[Start of Attachment]

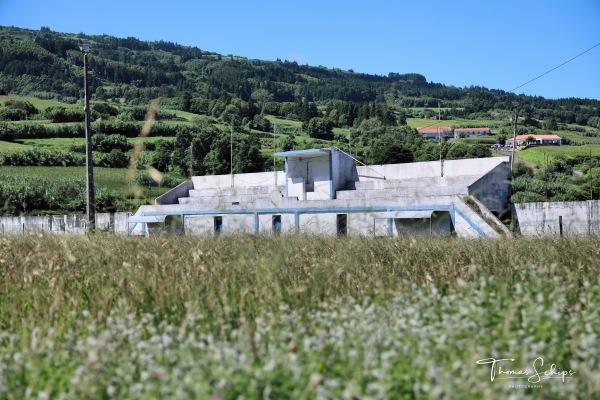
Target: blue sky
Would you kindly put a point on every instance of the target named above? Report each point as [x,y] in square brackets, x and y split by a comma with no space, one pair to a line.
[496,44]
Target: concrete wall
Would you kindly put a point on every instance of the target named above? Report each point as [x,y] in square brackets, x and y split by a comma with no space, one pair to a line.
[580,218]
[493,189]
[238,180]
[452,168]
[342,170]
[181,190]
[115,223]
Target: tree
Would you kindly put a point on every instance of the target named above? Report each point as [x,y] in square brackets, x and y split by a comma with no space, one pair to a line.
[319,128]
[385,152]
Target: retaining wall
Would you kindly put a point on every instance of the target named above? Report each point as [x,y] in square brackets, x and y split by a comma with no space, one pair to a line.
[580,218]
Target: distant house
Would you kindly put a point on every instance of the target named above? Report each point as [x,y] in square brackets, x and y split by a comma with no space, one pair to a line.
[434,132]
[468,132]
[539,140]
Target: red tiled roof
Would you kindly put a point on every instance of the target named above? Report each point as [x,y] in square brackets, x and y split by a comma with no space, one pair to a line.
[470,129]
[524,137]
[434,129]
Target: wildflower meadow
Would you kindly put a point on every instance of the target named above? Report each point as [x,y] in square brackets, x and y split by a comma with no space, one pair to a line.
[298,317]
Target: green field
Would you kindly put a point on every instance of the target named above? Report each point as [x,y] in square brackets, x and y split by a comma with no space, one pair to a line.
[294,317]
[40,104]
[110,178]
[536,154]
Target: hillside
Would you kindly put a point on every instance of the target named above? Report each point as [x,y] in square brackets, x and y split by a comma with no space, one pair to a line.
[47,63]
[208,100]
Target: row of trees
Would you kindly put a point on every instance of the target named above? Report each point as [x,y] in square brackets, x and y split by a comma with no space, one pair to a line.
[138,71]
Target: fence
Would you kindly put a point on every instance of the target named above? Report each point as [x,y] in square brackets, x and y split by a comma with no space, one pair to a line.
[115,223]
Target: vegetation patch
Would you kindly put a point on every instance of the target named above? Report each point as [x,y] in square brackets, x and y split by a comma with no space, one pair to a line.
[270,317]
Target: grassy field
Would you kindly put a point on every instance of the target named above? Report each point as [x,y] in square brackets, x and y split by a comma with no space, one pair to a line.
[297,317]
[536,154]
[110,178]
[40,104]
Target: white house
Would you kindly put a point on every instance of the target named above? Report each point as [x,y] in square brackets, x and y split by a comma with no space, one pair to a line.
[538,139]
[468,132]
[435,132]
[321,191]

[End of Attachment]
[Start of Attachment]

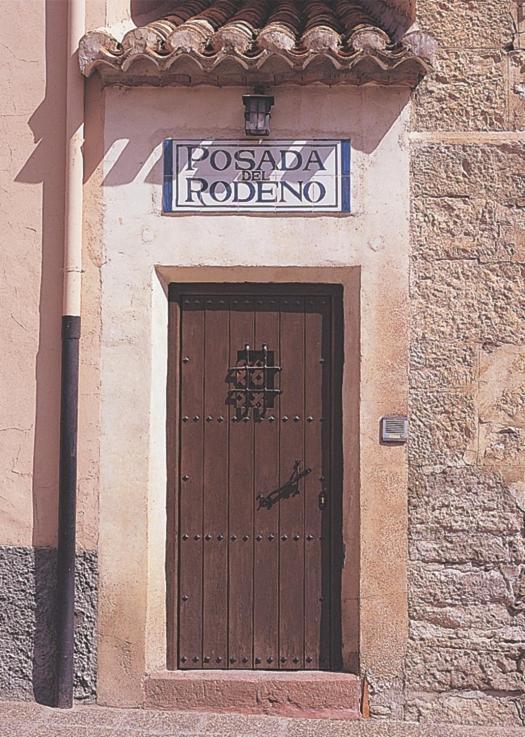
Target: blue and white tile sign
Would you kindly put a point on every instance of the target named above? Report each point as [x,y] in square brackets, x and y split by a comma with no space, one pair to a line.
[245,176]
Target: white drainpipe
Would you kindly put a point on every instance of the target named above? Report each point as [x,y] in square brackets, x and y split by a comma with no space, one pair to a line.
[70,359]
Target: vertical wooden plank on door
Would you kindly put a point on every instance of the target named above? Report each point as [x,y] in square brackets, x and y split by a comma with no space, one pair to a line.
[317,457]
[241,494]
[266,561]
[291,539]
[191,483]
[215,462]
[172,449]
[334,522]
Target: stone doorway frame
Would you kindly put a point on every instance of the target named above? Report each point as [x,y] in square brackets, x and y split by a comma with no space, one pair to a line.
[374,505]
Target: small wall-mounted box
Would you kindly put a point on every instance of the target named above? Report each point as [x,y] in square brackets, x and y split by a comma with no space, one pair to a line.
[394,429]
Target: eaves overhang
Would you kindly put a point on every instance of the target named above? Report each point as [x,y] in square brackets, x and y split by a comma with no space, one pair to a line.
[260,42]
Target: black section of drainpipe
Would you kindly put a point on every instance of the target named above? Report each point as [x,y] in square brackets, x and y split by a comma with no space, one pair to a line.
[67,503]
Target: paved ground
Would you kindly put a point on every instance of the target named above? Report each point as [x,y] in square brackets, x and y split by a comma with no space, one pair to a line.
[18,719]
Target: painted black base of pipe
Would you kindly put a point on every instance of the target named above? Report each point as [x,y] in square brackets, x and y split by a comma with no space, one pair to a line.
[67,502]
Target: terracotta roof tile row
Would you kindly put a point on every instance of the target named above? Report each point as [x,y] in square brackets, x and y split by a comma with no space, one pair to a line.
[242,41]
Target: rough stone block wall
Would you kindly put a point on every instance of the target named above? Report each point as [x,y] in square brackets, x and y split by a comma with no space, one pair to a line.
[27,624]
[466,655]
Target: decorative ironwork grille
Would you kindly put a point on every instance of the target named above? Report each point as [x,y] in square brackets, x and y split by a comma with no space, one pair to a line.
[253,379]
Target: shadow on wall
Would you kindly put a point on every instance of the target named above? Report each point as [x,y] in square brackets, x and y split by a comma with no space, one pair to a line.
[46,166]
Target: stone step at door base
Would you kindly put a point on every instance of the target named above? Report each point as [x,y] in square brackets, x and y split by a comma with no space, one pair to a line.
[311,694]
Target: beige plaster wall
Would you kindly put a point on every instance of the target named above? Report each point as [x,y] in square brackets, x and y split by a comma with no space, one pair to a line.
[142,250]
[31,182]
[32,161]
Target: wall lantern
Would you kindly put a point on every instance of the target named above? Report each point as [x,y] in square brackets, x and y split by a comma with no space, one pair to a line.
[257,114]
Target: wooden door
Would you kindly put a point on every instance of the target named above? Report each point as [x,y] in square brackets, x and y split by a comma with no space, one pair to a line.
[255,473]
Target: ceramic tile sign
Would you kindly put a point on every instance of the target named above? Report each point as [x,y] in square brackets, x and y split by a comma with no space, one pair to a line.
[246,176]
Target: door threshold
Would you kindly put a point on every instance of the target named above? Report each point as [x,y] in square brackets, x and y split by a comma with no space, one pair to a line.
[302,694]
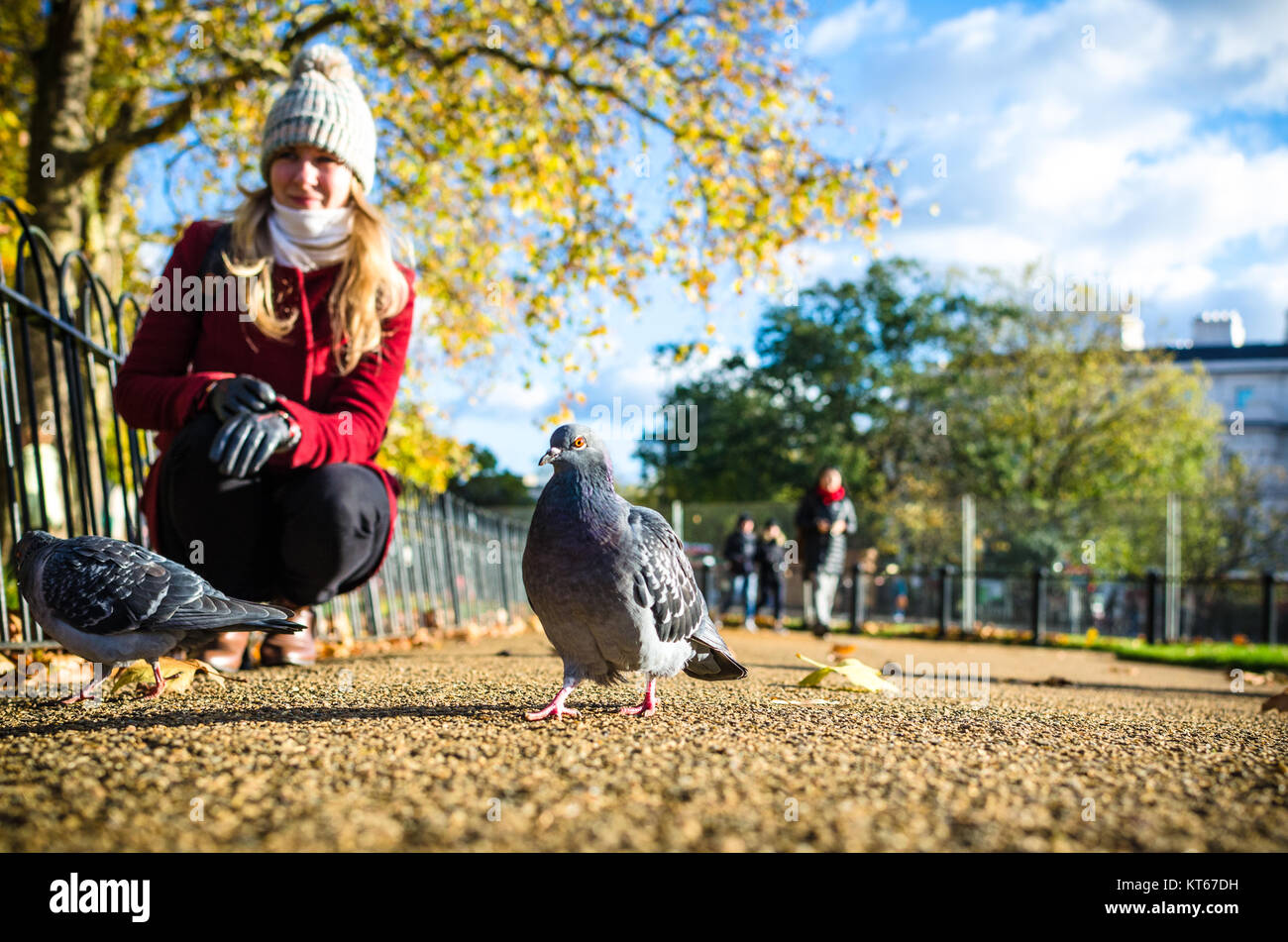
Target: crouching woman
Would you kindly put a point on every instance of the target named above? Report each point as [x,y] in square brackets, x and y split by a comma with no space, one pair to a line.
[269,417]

[End of Attachment]
[Start of Attachment]

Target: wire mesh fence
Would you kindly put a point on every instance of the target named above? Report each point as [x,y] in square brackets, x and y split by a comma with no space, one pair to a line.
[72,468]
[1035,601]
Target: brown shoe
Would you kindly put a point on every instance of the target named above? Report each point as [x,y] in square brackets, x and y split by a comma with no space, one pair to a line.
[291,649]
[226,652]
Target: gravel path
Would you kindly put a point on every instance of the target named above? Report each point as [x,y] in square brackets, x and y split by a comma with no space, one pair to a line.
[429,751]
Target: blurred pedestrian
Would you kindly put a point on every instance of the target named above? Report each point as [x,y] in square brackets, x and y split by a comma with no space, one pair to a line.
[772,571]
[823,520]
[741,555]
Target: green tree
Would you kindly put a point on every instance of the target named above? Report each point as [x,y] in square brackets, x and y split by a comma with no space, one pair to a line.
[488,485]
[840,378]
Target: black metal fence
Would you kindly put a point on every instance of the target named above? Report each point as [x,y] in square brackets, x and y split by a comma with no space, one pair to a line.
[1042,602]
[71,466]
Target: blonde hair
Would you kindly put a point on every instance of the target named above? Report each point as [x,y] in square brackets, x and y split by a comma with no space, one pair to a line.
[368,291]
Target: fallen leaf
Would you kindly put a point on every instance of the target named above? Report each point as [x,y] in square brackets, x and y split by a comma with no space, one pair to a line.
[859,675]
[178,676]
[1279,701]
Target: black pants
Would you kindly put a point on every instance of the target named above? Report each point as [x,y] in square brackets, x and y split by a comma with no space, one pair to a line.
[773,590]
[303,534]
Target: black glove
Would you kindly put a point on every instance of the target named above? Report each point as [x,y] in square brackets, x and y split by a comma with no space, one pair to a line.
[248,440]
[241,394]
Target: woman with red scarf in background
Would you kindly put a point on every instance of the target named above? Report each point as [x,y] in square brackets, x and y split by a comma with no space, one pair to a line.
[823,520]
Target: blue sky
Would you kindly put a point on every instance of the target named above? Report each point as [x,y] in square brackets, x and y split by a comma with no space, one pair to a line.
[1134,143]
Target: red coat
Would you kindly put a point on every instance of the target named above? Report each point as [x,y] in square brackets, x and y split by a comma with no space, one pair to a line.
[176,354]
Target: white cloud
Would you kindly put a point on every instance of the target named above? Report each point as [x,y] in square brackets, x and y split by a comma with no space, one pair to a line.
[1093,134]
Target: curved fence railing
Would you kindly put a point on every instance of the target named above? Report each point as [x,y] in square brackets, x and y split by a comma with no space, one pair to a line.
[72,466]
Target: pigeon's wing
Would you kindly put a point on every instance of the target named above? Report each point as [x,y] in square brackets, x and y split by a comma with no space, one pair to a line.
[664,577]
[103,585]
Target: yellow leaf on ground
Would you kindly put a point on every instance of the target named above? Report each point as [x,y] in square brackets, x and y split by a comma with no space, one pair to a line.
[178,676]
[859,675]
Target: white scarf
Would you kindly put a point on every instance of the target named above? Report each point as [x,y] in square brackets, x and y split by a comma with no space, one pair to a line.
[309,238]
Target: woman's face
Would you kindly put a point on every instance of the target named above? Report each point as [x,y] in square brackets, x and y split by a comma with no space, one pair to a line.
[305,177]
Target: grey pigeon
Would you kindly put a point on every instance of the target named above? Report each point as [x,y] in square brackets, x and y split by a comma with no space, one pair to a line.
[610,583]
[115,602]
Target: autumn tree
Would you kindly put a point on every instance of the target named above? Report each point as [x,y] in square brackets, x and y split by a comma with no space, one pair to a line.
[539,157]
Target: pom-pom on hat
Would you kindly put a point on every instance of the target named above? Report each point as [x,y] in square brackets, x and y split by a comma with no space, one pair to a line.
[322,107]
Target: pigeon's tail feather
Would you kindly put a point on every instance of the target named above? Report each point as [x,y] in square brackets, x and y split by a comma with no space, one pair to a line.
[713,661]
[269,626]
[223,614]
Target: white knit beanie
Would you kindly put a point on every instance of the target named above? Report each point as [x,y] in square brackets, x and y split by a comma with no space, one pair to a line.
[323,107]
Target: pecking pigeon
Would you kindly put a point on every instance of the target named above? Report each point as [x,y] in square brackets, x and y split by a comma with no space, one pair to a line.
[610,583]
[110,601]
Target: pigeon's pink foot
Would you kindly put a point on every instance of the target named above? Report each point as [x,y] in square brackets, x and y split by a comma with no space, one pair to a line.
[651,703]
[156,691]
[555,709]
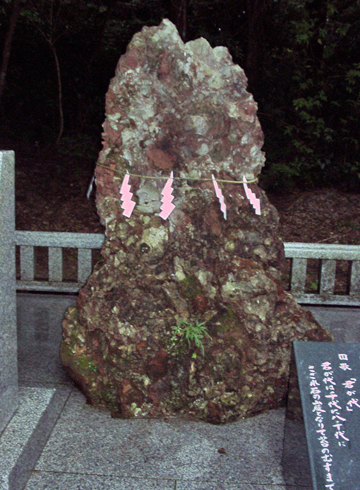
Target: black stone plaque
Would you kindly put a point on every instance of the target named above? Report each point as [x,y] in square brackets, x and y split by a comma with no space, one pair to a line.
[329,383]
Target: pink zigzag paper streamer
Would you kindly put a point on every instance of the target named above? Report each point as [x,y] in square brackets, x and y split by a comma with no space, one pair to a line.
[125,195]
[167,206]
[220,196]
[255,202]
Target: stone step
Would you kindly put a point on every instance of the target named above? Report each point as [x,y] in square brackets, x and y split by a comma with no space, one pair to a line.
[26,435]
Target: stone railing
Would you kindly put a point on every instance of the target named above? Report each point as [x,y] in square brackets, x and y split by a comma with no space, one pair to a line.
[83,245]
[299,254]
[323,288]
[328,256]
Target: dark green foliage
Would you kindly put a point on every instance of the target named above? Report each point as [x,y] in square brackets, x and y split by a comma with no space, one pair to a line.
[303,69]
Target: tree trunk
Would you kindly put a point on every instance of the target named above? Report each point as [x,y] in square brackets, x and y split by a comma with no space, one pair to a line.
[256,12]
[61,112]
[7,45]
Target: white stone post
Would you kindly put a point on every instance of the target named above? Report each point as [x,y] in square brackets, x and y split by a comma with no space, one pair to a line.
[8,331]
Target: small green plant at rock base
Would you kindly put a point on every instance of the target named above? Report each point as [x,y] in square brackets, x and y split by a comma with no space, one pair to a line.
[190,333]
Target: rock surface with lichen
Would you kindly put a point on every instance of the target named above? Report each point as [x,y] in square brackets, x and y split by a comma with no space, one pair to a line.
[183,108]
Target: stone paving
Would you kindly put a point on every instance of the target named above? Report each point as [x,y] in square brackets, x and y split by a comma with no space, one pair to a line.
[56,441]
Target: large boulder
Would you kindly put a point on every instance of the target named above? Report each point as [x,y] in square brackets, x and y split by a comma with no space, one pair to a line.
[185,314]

[End of Attachment]

» **Action item**: Using the entries above, extract exactly the span from the line with "Target: green field" to the line with "Target: row of trees", both lines included; leave out everything else.

» **Completed task**:
Target: green field
Would you kindly put a point on every instance of the target named above? Report each point as [x,y] in square brackets, x and y split by a comma with no space, one pair to a line.
[294,317]
[40,104]
[110,178]
[536,154]
Target: hillside
Would you kindly put a point on every instance of the target named above? Report each point as [x,y] in square brackets, x and y split by a comma with no space, one pair to a line.
[47,63]
[208,100]
Target: row of trees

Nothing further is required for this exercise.